What needs to be done >>
Answer these questions using the Leonid observation reports below.
1. What hourly count of Leonids did the Nice club estimate at 3h?
2. At about what ZHR were Taurids observed when the Tavira observations began?
3. How many cameras were working at Tavira at the peak?

Source text >>
From the "Parsec-Astrorama" Club (Nice, France):

Last night, about 40 person were waiting for this astronomical
phenomenon.  It began at 1h30 (local time). At this moment few Leonids
were visible.  At 3h we could easily estimate that 1 000 - 1 200
Leonids per hour were visible in the sky. Beautiful !!!!

From the CDEPA-Astronomical Observatory (Tavira, Algarve, Portugal):

Observations commenced 23.00 UT 17th of November. Leonid activity low,
Taurids observed at ZHR approx 10.  

24.00 UT Leonid activity still low, Taurid and sporadic rates 
         increasing slowly.
01.00 UT 18 November first earth grazing Leonids Mag -2 , 60: long trails,
         rates increasing rapidly.
01.30 UT a Leonid every 10 seconds now.
02.00 UT PEAK!  more than one Leonid per second now!, furious activity.
         Working with 10 cameras clicking and 2 television crews here.
         Sky conditions excelent, Mag +6. No Wind, No Dew.

Looking forward to next year!!!

Provided material >>
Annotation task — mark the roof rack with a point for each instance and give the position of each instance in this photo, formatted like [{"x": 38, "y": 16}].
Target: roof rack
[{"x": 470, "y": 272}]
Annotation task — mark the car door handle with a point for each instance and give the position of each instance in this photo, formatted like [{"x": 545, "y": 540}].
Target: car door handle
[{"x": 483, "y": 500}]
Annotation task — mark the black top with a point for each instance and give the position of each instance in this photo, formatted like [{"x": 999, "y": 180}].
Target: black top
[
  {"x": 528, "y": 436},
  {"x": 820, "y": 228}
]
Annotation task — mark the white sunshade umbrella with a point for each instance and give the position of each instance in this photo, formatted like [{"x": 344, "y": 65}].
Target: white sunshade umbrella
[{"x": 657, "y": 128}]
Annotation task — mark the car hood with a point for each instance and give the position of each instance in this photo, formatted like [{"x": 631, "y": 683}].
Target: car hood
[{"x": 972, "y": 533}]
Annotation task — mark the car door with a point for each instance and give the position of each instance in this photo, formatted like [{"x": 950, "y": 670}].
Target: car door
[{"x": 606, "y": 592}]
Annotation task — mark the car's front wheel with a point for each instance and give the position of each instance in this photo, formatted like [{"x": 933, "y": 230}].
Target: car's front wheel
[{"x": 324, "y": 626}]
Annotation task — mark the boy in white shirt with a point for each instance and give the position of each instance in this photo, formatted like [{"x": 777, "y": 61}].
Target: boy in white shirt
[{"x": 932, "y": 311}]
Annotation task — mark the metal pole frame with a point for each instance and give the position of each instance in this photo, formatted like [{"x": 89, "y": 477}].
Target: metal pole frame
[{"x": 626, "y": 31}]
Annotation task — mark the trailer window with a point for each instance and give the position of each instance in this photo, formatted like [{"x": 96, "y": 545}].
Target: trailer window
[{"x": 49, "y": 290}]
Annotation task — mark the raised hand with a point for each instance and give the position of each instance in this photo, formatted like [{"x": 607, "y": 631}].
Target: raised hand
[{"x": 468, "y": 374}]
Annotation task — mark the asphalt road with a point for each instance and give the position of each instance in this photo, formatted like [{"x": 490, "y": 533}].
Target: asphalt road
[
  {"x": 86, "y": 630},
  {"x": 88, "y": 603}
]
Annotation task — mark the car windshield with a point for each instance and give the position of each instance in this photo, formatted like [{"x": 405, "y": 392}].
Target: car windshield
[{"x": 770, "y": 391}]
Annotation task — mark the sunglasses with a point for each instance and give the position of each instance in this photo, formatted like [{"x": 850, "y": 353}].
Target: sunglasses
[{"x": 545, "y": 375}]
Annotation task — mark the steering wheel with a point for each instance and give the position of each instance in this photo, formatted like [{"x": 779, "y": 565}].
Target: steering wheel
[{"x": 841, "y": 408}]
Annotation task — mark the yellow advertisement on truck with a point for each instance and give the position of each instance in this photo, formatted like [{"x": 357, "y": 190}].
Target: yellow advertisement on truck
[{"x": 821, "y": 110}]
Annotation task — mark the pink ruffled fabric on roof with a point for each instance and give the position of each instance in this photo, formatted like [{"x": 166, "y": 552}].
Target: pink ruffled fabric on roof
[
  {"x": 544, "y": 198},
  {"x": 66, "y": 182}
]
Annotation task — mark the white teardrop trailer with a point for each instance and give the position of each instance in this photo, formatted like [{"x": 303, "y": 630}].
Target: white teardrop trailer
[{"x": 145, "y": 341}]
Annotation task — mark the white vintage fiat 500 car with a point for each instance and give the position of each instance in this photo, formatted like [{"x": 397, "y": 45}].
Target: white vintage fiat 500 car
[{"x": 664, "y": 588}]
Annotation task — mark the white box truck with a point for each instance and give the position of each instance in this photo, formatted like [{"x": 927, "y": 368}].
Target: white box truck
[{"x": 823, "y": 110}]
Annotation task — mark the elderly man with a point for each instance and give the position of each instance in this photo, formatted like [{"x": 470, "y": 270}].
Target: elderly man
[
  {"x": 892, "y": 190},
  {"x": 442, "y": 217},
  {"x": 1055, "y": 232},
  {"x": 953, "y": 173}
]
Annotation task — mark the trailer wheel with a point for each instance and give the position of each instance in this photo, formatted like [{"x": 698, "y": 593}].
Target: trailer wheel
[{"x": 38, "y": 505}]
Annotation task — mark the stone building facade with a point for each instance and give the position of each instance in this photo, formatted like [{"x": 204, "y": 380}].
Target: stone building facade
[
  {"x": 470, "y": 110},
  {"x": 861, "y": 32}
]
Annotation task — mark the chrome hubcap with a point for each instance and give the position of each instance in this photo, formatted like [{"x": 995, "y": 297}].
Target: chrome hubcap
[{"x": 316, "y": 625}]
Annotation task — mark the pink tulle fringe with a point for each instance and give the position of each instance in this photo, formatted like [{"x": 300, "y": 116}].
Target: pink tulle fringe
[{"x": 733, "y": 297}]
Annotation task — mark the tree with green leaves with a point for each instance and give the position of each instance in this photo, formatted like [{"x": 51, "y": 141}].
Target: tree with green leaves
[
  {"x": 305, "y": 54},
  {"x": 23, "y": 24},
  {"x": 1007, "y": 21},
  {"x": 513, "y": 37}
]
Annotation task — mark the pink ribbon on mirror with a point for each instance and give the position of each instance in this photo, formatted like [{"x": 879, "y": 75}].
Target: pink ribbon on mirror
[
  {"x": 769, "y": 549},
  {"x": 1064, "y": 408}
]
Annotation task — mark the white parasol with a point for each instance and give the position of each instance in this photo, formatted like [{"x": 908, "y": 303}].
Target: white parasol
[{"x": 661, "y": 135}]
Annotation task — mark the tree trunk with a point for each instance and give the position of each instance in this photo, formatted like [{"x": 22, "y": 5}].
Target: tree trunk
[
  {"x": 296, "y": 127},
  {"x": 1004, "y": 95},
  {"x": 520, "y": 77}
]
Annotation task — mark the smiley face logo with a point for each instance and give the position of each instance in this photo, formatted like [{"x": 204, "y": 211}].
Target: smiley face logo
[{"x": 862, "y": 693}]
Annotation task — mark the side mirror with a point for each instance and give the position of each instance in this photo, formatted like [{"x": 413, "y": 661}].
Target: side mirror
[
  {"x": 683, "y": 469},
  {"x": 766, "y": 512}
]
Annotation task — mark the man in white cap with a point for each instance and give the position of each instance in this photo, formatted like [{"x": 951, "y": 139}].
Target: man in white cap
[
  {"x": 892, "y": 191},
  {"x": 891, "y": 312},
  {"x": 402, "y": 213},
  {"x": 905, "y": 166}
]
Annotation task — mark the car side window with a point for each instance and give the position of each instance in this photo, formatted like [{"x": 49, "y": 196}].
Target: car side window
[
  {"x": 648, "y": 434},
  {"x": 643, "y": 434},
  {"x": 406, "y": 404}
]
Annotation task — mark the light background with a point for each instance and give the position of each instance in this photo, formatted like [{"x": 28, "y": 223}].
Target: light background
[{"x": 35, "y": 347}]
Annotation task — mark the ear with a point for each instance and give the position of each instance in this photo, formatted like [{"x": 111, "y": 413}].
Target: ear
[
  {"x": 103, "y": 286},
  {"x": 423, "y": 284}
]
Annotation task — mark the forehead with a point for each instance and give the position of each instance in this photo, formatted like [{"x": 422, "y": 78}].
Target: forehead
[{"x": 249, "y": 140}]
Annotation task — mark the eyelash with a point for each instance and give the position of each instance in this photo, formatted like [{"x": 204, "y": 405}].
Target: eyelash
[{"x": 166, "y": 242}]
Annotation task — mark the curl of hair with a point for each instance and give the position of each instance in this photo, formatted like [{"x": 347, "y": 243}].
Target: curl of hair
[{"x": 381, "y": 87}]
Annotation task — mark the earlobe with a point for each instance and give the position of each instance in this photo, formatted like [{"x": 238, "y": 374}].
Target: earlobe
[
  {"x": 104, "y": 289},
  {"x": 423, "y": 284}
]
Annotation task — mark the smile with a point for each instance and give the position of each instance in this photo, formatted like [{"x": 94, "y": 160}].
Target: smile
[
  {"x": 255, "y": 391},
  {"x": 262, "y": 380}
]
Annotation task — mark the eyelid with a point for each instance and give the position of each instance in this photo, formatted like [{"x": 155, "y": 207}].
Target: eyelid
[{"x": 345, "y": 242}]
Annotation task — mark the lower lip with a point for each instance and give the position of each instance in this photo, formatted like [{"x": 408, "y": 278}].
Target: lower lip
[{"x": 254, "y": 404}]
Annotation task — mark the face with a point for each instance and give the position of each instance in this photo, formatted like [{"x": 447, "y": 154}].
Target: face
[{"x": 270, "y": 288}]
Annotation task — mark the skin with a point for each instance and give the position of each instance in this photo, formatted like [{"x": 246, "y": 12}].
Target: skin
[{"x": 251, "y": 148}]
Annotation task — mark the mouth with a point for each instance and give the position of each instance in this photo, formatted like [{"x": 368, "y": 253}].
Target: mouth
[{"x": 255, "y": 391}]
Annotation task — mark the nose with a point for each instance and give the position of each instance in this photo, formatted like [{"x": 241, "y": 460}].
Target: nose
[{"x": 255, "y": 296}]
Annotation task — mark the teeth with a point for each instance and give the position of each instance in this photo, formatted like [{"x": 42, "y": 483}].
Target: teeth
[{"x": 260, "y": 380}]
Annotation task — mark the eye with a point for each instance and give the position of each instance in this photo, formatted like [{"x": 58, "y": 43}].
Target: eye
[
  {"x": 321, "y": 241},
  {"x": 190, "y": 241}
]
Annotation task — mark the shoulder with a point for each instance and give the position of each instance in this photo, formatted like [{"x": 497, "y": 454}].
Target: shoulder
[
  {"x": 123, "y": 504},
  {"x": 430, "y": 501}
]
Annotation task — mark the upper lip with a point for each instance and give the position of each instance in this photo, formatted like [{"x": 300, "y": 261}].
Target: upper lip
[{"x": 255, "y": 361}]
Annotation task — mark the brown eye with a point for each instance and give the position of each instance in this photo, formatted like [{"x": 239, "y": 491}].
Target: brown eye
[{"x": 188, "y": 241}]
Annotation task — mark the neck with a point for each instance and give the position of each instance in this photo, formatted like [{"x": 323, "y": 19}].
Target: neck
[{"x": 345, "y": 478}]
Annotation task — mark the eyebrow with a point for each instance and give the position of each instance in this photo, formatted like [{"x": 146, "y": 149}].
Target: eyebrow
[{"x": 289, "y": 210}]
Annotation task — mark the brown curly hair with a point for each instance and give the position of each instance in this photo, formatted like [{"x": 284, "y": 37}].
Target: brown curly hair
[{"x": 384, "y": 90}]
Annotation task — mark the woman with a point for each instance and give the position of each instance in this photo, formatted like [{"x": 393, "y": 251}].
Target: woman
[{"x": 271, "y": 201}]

Written answer >>
1. 1 000 - 1 200 Leonids per hour.
2. Approximately 10.
3. 10 cameras.